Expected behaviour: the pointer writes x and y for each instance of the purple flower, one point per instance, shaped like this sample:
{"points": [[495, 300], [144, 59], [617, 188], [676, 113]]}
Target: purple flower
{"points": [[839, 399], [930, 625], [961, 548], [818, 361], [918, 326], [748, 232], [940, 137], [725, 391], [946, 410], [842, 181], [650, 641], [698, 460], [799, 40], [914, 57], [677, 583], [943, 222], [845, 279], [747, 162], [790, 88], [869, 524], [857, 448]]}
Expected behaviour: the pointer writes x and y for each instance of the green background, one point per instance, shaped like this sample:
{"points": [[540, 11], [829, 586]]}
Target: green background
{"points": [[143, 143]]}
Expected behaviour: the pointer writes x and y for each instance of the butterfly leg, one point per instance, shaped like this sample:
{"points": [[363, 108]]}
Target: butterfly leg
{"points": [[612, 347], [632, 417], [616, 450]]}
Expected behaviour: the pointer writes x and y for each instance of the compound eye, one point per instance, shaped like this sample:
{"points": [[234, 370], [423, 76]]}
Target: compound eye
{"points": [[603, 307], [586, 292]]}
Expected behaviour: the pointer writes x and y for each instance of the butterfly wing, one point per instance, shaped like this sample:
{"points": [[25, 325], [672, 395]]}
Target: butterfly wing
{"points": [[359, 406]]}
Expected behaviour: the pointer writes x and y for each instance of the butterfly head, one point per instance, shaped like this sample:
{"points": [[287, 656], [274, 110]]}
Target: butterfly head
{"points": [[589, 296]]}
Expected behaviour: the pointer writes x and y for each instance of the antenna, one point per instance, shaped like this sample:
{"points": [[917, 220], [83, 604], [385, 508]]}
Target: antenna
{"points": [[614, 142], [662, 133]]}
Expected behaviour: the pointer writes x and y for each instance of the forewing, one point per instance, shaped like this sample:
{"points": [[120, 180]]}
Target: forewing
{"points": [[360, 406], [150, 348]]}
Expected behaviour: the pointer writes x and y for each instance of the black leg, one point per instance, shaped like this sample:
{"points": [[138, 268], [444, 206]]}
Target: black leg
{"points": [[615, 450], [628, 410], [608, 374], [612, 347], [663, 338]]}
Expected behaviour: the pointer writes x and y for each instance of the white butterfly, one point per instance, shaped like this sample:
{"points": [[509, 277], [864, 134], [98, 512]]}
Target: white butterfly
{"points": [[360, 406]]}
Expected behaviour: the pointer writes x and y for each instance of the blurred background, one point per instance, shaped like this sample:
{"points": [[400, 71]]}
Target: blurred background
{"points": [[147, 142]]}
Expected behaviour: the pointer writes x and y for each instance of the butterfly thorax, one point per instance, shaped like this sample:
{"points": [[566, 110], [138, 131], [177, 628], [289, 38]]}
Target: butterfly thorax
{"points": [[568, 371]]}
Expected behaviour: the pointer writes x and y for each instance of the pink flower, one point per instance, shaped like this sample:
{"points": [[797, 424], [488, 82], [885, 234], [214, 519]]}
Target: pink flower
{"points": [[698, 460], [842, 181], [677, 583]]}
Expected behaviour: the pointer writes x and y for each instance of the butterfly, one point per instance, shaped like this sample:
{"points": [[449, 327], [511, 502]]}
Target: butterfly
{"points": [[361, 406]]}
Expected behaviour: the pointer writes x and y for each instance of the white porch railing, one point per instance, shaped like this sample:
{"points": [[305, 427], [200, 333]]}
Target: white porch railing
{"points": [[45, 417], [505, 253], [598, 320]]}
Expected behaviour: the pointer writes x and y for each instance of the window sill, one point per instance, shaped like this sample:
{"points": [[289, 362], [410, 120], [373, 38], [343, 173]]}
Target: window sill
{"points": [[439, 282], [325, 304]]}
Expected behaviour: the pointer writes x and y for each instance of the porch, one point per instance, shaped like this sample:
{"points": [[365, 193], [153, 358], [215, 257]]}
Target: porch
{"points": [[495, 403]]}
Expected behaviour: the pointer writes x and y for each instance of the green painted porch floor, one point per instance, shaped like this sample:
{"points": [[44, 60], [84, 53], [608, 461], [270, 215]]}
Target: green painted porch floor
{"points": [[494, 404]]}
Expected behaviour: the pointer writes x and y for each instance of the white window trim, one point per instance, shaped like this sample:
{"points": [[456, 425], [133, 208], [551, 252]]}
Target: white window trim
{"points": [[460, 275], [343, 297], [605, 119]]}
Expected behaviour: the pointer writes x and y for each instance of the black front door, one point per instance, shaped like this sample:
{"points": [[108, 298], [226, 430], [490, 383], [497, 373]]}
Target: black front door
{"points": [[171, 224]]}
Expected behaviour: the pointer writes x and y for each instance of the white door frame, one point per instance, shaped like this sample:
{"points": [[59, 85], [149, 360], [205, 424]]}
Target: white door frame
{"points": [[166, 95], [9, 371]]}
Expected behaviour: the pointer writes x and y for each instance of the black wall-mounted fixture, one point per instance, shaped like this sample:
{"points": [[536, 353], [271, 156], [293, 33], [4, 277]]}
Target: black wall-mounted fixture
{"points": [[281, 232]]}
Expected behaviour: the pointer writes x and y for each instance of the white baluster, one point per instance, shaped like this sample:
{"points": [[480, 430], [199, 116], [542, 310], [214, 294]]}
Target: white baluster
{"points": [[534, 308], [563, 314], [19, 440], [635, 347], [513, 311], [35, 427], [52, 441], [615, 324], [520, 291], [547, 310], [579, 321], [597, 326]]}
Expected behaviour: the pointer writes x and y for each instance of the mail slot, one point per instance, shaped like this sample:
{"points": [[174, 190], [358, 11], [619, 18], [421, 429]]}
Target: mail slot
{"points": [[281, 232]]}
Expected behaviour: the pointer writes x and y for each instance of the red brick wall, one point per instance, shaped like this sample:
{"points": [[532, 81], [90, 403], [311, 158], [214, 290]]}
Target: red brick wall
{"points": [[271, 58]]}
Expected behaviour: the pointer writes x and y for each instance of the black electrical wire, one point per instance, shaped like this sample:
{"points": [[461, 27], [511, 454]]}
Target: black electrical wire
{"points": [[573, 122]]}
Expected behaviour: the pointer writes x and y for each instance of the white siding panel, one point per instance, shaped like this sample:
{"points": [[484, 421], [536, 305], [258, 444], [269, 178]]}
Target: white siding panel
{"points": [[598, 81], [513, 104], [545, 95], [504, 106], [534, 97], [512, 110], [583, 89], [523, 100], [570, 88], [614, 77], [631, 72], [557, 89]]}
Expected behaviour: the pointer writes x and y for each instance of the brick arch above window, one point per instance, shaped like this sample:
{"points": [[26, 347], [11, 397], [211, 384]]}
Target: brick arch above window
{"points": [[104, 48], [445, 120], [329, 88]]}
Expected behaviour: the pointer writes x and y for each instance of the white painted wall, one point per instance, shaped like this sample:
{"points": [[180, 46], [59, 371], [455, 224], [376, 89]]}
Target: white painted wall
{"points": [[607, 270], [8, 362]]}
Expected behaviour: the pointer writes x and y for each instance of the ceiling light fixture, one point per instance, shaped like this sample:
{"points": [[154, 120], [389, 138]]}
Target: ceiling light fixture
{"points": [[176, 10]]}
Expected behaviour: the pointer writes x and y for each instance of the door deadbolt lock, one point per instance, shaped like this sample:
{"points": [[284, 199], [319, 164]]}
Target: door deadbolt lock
☆ ☆ ☆ ☆ ☆
Copy out the whole listing exactly; please set it all down.

Expected behaviour: the pointer writes x and y for each instance of the purple flower, one point per instance, shaped like this sample:
{"points": [[495, 300], [144, 59], [617, 188], [676, 113]]}
Target: purple flower
{"points": [[839, 399], [930, 625], [961, 548], [818, 361], [918, 326], [748, 232], [940, 137], [725, 391], [946, 410], [842, 181], [650, 641], [698, 460], [799, 40], [914, 57], [677, 583], [943, 222], [845, 279], [747, 162], [790, 88], [869, 524], [857, 448]]}
Expected behaviour: the pointer writes x and y for each instance of the green background, one point per instance, shaped like this sample:
{"points": [[540, 11], [829, 586]]}
Target: green background
{"points": [[143, 143]]}
Expected behaviour: the pointer writes x and y for each instance of the butterfly leg, one point per instance, shaped like this sample:
{"points": [[363, 108]]}
Target: butterfly leg
{"points": [[612, 347], [632, 417], [616, 450]]}
Expected behaviour: the pointer writes x and y for each instance of the compound eye, one point per instance, shaped like this sample:
{"points": [[234, 370], [423, 76]]}
Target: compound eye
{"points": [[603, 307], [586, 292]]}
Expected behaviour: the pointer writes x and y for each instance of the butterfly wing, one point per instance, shaped like this sample:
{"points": [[25, 325], [672, 395]]}
Target: butterfly wing
{"points": [[359, 406]]}
Expected behaviour: the pointer writes x and y for each instance of the butterfly head, one point per instance, shaped like this sample:
{"points": [[287, 656], [274, 110]]}
Target: butterfly head
{"points": [[589, 296]]}
Expected behaviour: the pointer writes x and y for each instance of the antenna, one point per instance, shaped like this sample:
{"points": [[917, 220], [83, 604], [385, 508]]}
Target: antenna
{"points": [[614, 142], [662, 133]]}
Expected behaviour: the pointer writes x and y for each instance of the forewing, one point per instance, shaped like this sample:
{"points": [[120, 180]]}
Target: forewing
{"points": [[360, 406], [150, 348]]}
Expected behaviour: the pointer writes x and y for each instance of the black leg, one point per instance, shaped like this sample:
{"points": [[138, 268], [444, 206]]}
Target: black leg
{"points": [[615, 450], [628, 410], [608, 374], [612, 347], [663, 338]]}
Expected behaviour: the pointer writes x and y for each instance of the white butterfly, one point per instance, shaped like this sample:
{"points": [[509, 277], [864, 134], [98, 512]]}
Target: white butterfly
{"points": [[360, 406]]}
Expected behaviour: the pointer writes x and y for each instance of the blurred background, one point per instance, shaped like this sample:
{"points": [[400, 71]]}
Target: blurred background
{"points": [[147, 142]]}
Expected behaviour: the pointer writes x and y for each instance of the butterfly thorax, one point per instance, shaped like this sample:
{"points": [[566, 110], [138, 131], [177, 628], [289, 38]]}
Target: butterfly thorax
{"points": [[568, 371]]}
Expected behaviour: the pointer writes x and y for each instance of the pink flower, one point per instance, shaped like this sample:
{"points": [[797, 424], [488, 82], [885, 234], [214, 519]]}
Target: pink flower
{"points": [[698, 460], [842, 181], [677, 583]]}
Expected behaviour: the pointer writes x and y for each instance of the butterfly, one point per instance, shaped like this sample:
{"points": [[449, 327], [511, 502]]}
Target: butterfly
{"points": [[361, 406]]}
Expected behaviour: the pointer writes x and y for each instance of the white porch railing, one point per instance, shaped like this sample:
{"points": [[305, 427], [200, 333]]}
Target: white porch railing
{"points": [[45, 417], [505, 253], [598, 320]]}
Expected behaviour: the pointer writes x and y for each instance of the window sill, one point per instance, shaped like this sample:
{"points": [[289, 362], [410, 120], [373, 38], [343, 173]]}
Target: window sill
{"points": [[439, 282], [325, 304]]}
Expected behaviour: the pointer writes x and y for each instance of the porch, one point per instance, shaped like this sample:
{"points": [[365, 193], [153, 358], [215, 257]]}
Target: porch
{"points": [[495, 403]]}
Expected behaviour: the pointer writes x and y for each instance of the green painted porch floor, one point per instance, shaped like this sample:
{"points": [[44, 60], [84, 53], [608, 461], [270, 215]]}
Target: green painted porch floor
{"points": [[494, 404]]}
Expected behaviour: the pointer writes x and y for each instance of the white window trim, one point per instance, shaped like this sample:
{"points": [[456, 425], [133, 208], [551, 252]]}
Target: white window trim
{"points": [[460, 275], [343, 297], [605, 119]]}
Expected behaviour: the pointer writes x and y for each instance of the black front door, one point per instance, shaped like this sample:
{"points": [[108, 298], [226, 430], [490, 383], [497, 373]]}
Target: black front door
{"points": [[171, 224]]}
Expected behaviour: the pointer writes x and y for each instance of the white door frame, one point per instance, shaped like this sample:
{"points": [[59, 85], [149, 360], [205, 424]]}
Target: white door frame
{"points": [[166, 95], [9, 371]]}
Expected behaviour: the pointer writes x and y for each instance of the black wall-mounted fixture, one point per instance, shaped like this sample:
{"points": [[536, 353], [271, 156], [293, 33], [4, 277]]}
Target: black wall-mounted fixture
{"points": [[281, 232]]}
Expected behaviour: the pointer writes x and y for each instance of the white baluster, one point per instance, shaped like this sample:
{"points": [[480, 430], [199, 116], [542, 310], [214, 294]]}
Target: white baluster
{"points": [[534, 308], [563, 314], [19, 440], [635, 347], [513, 311], [35, 427], [52, 441], [615, 324], [520, 291], [547, 310], [579, 321], [597, 326]]}
Expected behaviour: the pointer writes x and y for each instance of the mail slot, one point per instance, shaped like this sample:
{"points": [[174, 190], [358, 11], [619, 18], [421, 429]]}
Target: mail slot
{"points": [[281, 232]]}
Expected behaviour: the pointer writes x and y for each instance of the red brick wall, one point per instance, shaped like this sample:
{"points": [[532, 81], [90, 403], [311, 158], [214, 290]]}
Target: red brick wall
{"points": [[271, 58]]}
Expected behaviour: the pointer writes x and y for each instance of the black electrical wire, one point per instance, shaped like this sample:
{"points": [[461, 27], [511, 454]]}
Target: black electrical wire
{"points": [[573, 122]]}
Expected behaviour: the pointer writes x and y for each instance of the white siding panel, one point per instance, shaped like this sample:
{"points": [[484, 421], [536, 305], [258, 444], [269, 178]]}
Target: white siding panel
{"points": [[598, 81], [513, 104], [545, 95], [504, 106], [534, 97], [512, 110], [583, 89], [523, 100], [570, 88], [614, 77], [631, 72], [557, 89]]}
Expected behaviour: the pointer writes x and y for each instance of the brick arch above window, one point per instance, shaped like this sample:
{"points": [[26, 347], [11, 397], [211, 384]]}
Target: brick arch above window
{"points": [[104, 48], [445, 120], [329, 88]]}
Expected behaviour: the pointer writes x and y for each instance of the white painted wall, one point per instance, shaped like this sample:
{"points": [[180, 46], [59, 371], [455, 224], [376, 89]]}
Target: white painted wall
{"points": [[607, 270], [8, 362]]}
Expected behaviour: the pointer writes x and y for each instance of the ceiling light fixture, one point per instance, shaped like this sample:
{"points": [[154, 120], [389, 138]]}
Target: ceiling light fixture
{"points": [[176, 10]]}
Expected behaviour: the pointer writes x and y for each instance of the door deadbolt lock, one point per instance, shaped like this sample:
{"points": [[284, 199], [319, 164]]}
Target: door deadbolt lock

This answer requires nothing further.